• TASKS AND EXERCISES:
**a)** In the article on the Oakland University sports dome, switch "lacrosse" to "field hockey" and write out the passage from "Sports Bubble   Soccer" to "always in use.".
**b)** In the article on the Oakland University sports dome, how many people is Total Sports likely to bring in every year to use the dome?

BEGIN EXTRACT TO READ

The Farley Group

Powerful Dome Partnerships

Powerful Partnerships When Private Meets Public

When Total Sports Complex, a private company specializing in sport facilities, was looking to expand to the Rochester area, they struck a unique partnership with Oakland University, a public entity. This unique partnership brings plenty to both groups and the dome they built provides professional playing surfaces to all.

The concept of a public-private partnership, or PPP, is not new. Governments often make use of them to create public services or projects that have the potential to be commercially successful while reducing the risk. They create mutually beneficial partnerships with lower risk of financial losses. The odds of success are higher with more groups helping and working together.


One example of a PPP would be a private company building a hospital that leases to a public hospital authority. The private company would then manage the actual building while the hospital authority manages all the medical services. The two entities then share the profits.

In the case of a private sporting company joining forces with a public entity, like a school, creating an indoor space for sports makes sense. One of the challenges of having an indoor sport facility is making sure you are reaching full utilization. By having two entities making use of the facility, there is less downtime.


Oakland University and Total Sports take full advantage of this at the new sports dome built on OU’s campus. During the day, Oakland U’s varsity athletes train within the dome, honing their skills year round. In the evening, the dome is open to any sport team or organization by renting through Total Sports.

Sports Bubble   Soccer Dome
Oakland University
Total Sports

The dome then provides the school, and anyone who rents it, with fields to play sports like soccer, baseball, and lacrosse year round. With this setup, the dome is nearly always in use.


This partnership is a big deal for the school. University’s and their facilities are seasonal and experience lulls when there are few students on campus. Total Sports is likely to bring in at least 250,000 people every year to use the dome.

So not only does the campus get a new state-of-the-art training facility, they don’t have to worry about further monetizing the dome. They also get more exposure to potential future students. Showing younger athletes an impressive training bubble could go a long way in future college choices.

Many schools struggle with the same challenges. Seasonal use of facilities, monetizing unused space, and ever-evolving campuses. Partnerships such as the one struck between Oakland University and Total Sports make installing facilities like their multi sports dome a no brainer.

While domes are less expensive than brick and mortar training facilities, they can still be a substantial cost. Sharing the burden and doubling the potential users of a multi-sport dome is the best way to go. When it comes to getting people into a bubble, the more the merrier!

END EXTRACT TO READ
BEGIN PROVIDED DATA

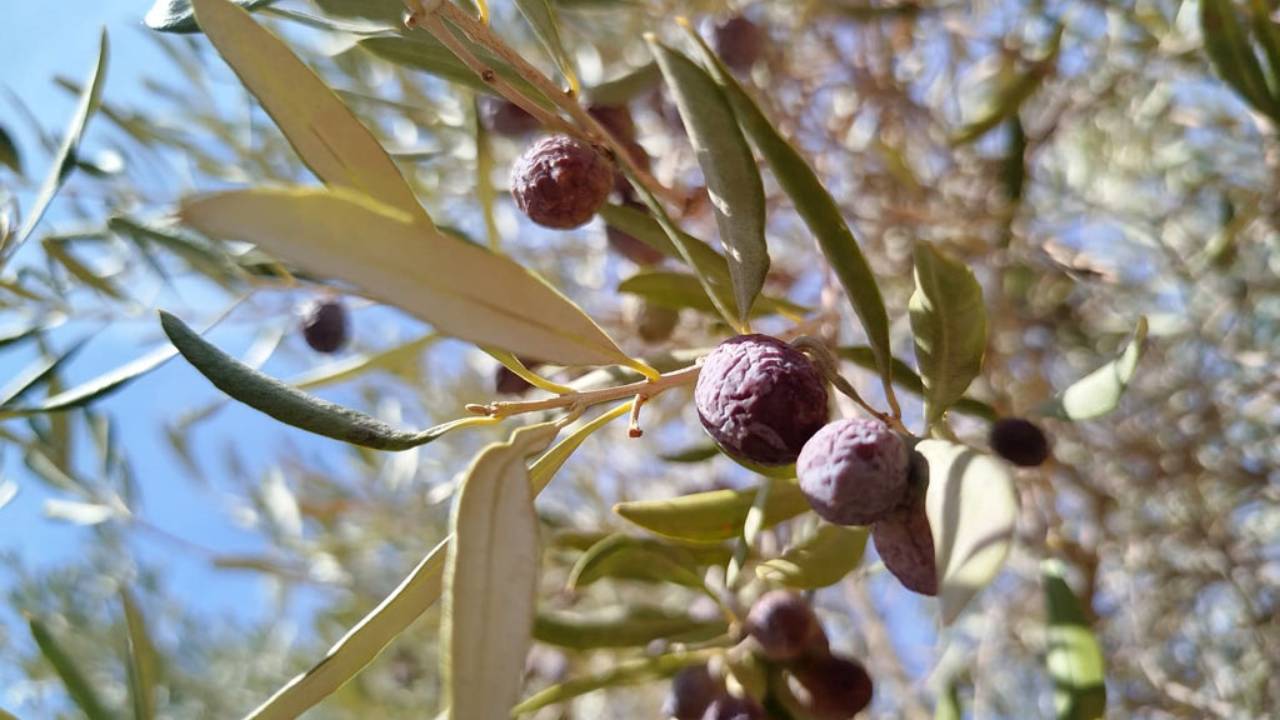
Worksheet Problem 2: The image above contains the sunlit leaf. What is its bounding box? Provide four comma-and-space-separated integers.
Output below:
440, 424, 558, 720
618, 270, 809, 316
649, 40, 769, 323
689, 29, 892, 388
915, 439, 1018, 624
1041, 318, 1147, 420
534, 606, 728, 651
511, 648, 723, 715
192, 0, 431, 220
180, 188, 634, 365
908, 241, 987, 425
120, 589, 160, 720
1041, 560, 1107, 720
160, 311, 492, 450
27, 618, 111, 720
515, 0, 581, 95
755, 523, 868, 589
8, 28, 110, 258
613, 479, 809, 542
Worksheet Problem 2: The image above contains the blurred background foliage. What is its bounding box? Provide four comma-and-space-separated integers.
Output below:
0, 0, 1280, 717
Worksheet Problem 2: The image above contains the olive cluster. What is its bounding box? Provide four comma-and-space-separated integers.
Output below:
663, 591, 872, 720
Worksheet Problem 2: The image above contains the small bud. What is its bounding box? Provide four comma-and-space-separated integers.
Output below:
991, 418, 1048, 468
302, 300, 351, 352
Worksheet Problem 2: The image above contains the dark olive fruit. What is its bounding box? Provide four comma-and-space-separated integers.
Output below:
662, 665, 724, 720
694, 334, 827, 465
796, 419, 910, 525
480, 97, 539, 137
746, 591, 827, 662
604, 200, 664, 266
872, 476, 938, 596
991, 418, 1048, 468
636, 302, 680, 342
787, 655, 872, 720
511, 135, 613, 229
703, 693, 765, 720
586, 105, 636, 142
714, 15, 765, 70
302, 300, 351, 352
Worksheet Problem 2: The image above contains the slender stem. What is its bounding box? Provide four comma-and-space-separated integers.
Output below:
467, 365, 701, 418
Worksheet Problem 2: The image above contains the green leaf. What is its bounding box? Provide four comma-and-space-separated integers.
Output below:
1039, 318, 1147, 420
534, 606, 728, 651
564, 533, 705, 591
689, 29, 892, 391
649, 40, 769, 323
0, 126, 22, 176
192, 0, 431, 220
180, 188, 634, 365
915, 439, 1018, 625
27, 618, 111, 720
440, 423, 558, 720
836, 345, 996, 423
755, 523, 868, 589
1041, 560, 1107, 720
246, 425, 565, 720
586, 63, 662, 105
160, 310, 492, 450
120, 589, 160, 720
1199, 0, 1280, 120
529, 402, 631, 495
618, 270, 809, 316
142, 0, 275, 33
613, 479, 809, 542
908, 242, 987, 427
515, 0, 581, 95
0, 27, 110, 258
511, 648, 723, 715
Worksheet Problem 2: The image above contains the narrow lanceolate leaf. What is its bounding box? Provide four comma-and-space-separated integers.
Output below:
516, 0, 582, 95
534, 606, 728, 651
755, 523, 868, 589
915, 439, 1018, 624
1199, 0, 1280, 119
192, 0, 431, 219
246, 423, 563, 720
836, 345, 996, 421
440, 424, 558, 720
566, 533, 704, 591
160, 311, 493, 450
1041, 318, 1147, 420
511, 648, 723, 715
908, 242, 987, 425
613, 479, 809, 542
1041, 560, 1107, 720
618, 270, 809, 316
649, 40, 769, 323
27, 618, 111, 720
180, 188, 632, 365
690, 32, 892, 388
120, 589, 160, 720
8, 28, 110, 258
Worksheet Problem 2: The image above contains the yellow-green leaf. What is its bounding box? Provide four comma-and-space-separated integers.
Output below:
1041, 560, 1107, 720
613, 479, 809, 542
649, 40, 769, 323
180, 187, 632, 365
915, 439, 1018, 625
440, 424, 558, 720
1041, 318, 1147, 420
192, 0, 431, 220
908, 242, 987, 425
755, 523, 867, 589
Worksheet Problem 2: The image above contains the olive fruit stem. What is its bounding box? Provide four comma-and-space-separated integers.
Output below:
466, 365, 701, 418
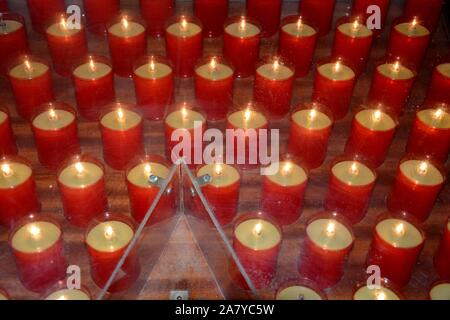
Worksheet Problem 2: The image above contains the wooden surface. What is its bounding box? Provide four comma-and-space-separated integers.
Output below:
0, 0, 450, 299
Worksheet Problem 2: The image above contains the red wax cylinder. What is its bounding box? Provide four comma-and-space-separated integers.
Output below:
31, 102, 80, 170
83, 0, 120, 35
247, 0, 282, 38
278, 16, 317, 77
325, 156, 377, 224
261, 160, 308, 225
299, 0, 336, 36
166, 16, 203, 78
223, 17, 261, 78
133, 56, 174, 120
9, 215, 67, 293
312, 59, 356, 120
406, 104, 450, 163
366, 213, 425, 287
8, 56, 54, 121
345, 105, 398, 168
332, 16, 373, 75
387, 155, 446, 221
57, 156, 107, 227
0, 156, 41, 228
72, 55, 116, 121
194, 0, 228, 38
85, 214, 141, 293
100, 103, 144, 170
108, 15, 147, 77
253, 57, 295, 118
139, 0, 175, 37
298, 212, 354, 289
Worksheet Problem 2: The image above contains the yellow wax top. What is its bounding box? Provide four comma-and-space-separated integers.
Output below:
292, 109, 333, 130
195, 63, 233, 80
86, 221, 134, 252
127, 162, 169, 188
331, 161, 376, 186
197, 163, 240, 188
355, 109, 396, 131
108, 21, 145, 38
228, 110, 267, 129
45, 289, 91, 300
73, 61, 112, 80
165, 109, 206, 130
256, 63, 294, 80
318, 63, 355, 81
375, 218, 423, 248
225, 22, 261, 38
276, 286, 322, 300
58, 162, 103, 189
267, 161, 308, 187
430, 283, 450, 300
0, 162, 32, 189
234, 218, 281, 251
338, 22, 372, 38
9, 61, 48, 79
417, 109, 450, 129
400, 160, 444, 186
353, 286, 400, 300
377, 63, 414, 80
33, 109, 75, 131
134, 62, 172, 79
100, 108, 142, 131
306, 218, 353, 250
11, 221, 61, 253
395, 22, 430, 37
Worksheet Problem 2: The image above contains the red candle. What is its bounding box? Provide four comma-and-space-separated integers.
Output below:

END PROVIDED DATA

• EXERCISE SOLUTIONS:
**a)**
Sports Bubble   Soccer Dome
Oakland University
Total Sports

The dome then provides the school, and anyone who rents it, with fields to play sports like soccer, baseball, and field hockey year round. With this setup, the dome is nearly always in use.

**b)** At least 250,000 people.